Every record below must come back exactly as written, with the images dropped.

*** DATA RECORDS ***

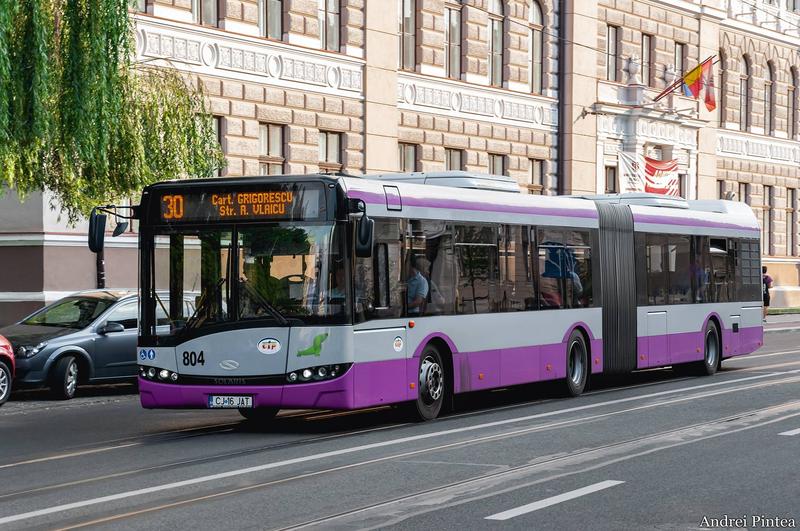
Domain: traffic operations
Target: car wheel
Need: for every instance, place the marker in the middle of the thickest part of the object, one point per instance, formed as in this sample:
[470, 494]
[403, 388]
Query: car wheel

*** End of DATA RECORDS ***

--- YOUR SOLUTION ---
Domain: traffic operations
Target: car wheel
Need: for every instance, place the marker in the middle of the thickest part of the object, one point per instance, formed as in this sample:
[470, 494]
[403, 388]
Query: car wheel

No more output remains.